### Listed entries
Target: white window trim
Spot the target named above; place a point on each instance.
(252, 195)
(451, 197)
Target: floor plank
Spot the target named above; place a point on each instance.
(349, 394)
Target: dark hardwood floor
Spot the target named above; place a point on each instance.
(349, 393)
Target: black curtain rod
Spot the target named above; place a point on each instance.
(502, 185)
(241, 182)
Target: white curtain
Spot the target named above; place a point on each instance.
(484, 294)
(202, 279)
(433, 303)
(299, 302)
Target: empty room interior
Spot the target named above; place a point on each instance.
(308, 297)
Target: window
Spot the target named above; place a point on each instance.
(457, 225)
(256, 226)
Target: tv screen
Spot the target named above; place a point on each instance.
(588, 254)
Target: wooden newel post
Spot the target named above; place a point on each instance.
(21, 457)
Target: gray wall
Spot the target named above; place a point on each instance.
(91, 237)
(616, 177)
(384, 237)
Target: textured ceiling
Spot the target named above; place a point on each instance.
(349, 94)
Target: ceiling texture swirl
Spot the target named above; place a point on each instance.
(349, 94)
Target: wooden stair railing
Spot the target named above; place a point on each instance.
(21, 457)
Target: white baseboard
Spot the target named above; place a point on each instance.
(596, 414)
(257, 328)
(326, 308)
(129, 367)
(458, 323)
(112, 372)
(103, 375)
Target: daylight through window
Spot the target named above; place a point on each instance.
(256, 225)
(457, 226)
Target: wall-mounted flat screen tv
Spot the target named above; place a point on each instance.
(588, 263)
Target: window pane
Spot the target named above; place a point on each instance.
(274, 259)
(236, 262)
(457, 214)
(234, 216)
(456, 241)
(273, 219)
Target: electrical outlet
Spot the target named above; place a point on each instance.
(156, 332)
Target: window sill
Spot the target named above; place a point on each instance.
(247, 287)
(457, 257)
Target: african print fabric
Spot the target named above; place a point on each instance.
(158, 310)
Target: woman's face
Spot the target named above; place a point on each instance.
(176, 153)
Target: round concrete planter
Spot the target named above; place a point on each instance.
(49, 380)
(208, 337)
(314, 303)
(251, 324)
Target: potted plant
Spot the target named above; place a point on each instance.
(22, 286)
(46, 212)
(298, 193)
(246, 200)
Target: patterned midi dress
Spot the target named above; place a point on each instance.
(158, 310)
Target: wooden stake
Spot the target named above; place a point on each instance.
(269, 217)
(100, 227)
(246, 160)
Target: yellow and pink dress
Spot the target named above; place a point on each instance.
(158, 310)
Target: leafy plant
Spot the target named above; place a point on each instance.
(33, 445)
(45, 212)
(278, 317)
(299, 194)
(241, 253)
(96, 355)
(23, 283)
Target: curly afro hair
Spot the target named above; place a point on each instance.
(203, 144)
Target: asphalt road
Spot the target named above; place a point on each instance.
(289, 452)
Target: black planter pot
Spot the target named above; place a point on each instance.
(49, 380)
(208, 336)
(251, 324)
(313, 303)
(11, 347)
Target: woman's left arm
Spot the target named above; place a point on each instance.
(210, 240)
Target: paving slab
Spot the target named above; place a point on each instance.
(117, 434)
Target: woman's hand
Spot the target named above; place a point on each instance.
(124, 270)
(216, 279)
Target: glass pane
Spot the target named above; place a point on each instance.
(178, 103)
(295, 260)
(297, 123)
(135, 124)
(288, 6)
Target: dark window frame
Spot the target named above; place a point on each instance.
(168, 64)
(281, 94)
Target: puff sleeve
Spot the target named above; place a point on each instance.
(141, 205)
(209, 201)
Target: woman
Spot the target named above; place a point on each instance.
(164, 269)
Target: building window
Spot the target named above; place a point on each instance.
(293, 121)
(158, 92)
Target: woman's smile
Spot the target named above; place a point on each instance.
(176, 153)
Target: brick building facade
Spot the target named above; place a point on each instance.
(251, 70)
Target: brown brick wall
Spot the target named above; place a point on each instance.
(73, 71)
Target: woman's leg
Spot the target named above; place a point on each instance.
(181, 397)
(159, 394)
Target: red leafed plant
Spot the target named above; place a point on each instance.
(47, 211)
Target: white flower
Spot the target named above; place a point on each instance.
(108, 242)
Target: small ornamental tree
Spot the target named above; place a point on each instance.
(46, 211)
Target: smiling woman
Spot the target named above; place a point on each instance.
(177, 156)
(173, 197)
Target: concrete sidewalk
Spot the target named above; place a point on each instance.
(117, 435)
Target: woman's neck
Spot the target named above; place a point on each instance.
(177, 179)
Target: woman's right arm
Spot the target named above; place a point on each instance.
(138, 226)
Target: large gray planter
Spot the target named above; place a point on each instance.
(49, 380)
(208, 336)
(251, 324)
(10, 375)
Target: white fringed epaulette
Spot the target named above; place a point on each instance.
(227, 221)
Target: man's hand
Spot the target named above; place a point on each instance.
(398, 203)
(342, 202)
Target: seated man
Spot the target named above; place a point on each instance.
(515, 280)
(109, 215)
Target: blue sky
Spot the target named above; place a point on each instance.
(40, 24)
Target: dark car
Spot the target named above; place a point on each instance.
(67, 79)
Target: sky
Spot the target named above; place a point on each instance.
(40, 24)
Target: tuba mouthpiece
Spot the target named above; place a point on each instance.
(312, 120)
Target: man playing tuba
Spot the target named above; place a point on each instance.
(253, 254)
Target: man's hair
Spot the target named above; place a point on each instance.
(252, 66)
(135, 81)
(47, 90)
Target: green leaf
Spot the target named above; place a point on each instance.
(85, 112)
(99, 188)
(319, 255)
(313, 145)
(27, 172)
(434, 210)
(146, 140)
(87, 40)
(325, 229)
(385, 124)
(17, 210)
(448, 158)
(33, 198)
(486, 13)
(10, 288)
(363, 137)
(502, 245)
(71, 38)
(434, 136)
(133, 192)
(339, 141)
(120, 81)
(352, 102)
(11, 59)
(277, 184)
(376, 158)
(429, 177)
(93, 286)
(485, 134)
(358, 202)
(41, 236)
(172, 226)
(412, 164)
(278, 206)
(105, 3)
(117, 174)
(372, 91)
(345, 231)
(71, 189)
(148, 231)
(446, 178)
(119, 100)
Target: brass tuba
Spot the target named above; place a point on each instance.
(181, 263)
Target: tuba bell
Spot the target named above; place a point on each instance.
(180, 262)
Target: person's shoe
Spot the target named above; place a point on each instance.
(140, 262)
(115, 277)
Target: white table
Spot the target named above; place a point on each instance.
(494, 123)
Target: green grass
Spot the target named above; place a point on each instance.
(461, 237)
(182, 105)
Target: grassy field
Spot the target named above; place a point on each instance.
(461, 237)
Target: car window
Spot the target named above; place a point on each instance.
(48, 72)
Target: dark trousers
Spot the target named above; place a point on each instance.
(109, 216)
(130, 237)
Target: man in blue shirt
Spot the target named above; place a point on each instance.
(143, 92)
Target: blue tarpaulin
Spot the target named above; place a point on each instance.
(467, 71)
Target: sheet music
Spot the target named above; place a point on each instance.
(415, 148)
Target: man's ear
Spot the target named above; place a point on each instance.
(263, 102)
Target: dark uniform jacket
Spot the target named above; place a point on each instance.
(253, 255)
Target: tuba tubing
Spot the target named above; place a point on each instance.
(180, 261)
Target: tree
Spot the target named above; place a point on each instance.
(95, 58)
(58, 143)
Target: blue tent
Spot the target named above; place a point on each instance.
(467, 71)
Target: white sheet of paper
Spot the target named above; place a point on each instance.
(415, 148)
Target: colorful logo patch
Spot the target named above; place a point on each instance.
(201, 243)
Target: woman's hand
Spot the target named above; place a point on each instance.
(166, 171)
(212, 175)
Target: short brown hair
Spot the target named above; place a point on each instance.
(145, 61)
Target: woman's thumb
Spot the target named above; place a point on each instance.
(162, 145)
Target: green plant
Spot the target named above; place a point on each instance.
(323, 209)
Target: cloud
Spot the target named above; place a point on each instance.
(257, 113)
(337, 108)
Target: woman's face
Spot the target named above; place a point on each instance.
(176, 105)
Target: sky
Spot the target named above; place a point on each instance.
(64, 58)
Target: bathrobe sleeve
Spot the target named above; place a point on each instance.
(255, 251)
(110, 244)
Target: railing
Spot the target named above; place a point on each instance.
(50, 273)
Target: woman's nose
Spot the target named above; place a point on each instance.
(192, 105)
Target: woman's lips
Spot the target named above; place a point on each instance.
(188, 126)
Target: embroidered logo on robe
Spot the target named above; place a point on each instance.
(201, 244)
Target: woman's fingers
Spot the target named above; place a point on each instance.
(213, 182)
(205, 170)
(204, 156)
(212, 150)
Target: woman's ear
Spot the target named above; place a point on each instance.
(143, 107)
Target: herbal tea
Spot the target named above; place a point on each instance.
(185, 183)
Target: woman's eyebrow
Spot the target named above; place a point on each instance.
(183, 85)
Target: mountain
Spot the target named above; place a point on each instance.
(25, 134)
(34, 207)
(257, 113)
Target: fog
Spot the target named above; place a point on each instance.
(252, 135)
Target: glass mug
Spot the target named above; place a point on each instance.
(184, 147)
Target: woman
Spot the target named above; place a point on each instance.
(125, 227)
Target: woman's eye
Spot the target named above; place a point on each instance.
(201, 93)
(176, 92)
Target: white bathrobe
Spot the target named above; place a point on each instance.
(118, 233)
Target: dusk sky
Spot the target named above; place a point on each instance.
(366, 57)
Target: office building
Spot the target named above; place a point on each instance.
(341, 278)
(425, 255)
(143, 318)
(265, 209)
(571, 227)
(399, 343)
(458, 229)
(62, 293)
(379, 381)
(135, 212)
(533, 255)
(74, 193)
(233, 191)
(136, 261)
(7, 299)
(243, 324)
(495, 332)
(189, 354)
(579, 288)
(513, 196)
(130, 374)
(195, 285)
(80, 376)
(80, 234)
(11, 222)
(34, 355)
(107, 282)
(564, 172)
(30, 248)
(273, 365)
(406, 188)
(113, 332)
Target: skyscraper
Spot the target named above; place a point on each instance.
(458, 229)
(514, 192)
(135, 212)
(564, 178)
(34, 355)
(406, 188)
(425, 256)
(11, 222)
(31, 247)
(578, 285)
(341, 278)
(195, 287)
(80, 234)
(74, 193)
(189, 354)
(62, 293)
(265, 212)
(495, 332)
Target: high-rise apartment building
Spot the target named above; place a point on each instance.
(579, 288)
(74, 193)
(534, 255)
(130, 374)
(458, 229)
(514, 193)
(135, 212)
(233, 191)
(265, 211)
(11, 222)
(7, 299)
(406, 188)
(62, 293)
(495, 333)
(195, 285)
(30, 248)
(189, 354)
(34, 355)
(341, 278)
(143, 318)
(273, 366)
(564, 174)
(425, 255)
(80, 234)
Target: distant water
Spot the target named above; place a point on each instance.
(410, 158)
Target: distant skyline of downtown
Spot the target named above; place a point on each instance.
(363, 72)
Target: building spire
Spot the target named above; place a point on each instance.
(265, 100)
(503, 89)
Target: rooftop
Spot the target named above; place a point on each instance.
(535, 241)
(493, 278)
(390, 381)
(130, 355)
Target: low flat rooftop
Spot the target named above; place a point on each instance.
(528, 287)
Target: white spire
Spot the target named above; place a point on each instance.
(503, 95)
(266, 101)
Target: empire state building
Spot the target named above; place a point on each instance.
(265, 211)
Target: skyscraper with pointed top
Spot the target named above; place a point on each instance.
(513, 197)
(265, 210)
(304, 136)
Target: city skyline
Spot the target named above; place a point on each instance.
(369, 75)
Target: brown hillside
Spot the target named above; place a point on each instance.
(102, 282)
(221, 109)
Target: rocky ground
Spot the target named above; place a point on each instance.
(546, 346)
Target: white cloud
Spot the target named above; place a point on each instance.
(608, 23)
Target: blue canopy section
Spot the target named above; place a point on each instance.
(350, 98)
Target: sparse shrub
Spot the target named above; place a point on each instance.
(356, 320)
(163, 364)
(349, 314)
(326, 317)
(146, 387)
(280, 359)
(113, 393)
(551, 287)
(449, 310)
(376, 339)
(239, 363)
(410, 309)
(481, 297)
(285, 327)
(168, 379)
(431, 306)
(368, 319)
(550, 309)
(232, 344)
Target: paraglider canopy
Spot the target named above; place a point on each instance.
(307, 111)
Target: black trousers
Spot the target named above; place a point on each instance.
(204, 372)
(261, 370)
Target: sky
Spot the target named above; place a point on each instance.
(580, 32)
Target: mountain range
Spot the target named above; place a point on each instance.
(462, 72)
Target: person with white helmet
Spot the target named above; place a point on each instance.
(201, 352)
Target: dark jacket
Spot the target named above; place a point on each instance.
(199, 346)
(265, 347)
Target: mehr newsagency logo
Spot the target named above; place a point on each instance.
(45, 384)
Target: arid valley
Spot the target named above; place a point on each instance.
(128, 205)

### Exercise
In the records above, locate the line that contains "Target: paraglider canopy". Repeat it and every line after it, exactly, and nothing else.

### Solution to this problem
Target: paraglider canopy
Spot the target named above; place a point on each instance.
(307, 111)
Target: black trousers
Spot the target named above; place a point on each instance.
(204, 372)
(261, 370)
Target: sky
Spot the target named above; place a point on each instance.
(580, 32)
Target: mountain range
Spot the target named above; place a point on each instance.
(462, 72)
Target: person with white helmet
Spot the target named above; place a point on each instance.
(201, 352)
Target: dark jacket
Spot the target named above; place a point on each instance.
(199, 346)
(265, 347)
Target: mehr newsagency logo
Spot the target named above; place a point on each instance.
(45, 384)
Target: arid valley
Spot the target named above; place a point on each instance.
(128, 205)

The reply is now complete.